Exercise prompt:
Reproduce the listing from its start through the line containing "x=26, y=118", including the requests, and multiply every coordinate in the answers by 2.4, rounding to the nearest whole number with halves rounded up.

Input data:
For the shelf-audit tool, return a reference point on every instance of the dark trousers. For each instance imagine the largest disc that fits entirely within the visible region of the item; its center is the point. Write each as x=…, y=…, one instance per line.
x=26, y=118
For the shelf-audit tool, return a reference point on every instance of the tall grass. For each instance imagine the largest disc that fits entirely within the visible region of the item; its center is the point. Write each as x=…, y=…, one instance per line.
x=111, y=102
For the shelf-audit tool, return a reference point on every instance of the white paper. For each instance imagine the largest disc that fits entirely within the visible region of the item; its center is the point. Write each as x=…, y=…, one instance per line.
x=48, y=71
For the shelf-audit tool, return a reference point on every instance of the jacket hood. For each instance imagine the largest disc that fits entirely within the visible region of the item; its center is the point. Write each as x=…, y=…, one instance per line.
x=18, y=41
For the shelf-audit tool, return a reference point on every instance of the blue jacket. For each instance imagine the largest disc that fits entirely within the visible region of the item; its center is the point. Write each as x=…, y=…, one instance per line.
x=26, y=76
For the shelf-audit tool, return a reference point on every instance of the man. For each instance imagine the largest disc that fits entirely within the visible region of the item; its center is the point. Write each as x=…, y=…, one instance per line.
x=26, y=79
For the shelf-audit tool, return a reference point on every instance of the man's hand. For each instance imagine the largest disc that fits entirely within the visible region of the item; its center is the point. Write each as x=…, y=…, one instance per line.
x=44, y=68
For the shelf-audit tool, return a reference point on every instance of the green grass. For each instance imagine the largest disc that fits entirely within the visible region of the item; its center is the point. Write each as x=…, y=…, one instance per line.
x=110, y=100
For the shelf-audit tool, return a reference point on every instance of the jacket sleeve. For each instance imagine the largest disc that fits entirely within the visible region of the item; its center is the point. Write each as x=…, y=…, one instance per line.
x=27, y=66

Answer to this problem:
For the shelf-audit tool, return a reference point on every instance of the dark trousers. For each instance imagine the largest disc that fits entirely within the visible region of the item; its center is the point. Write each as x=…, y=…, one instance per line.
x=62, y=283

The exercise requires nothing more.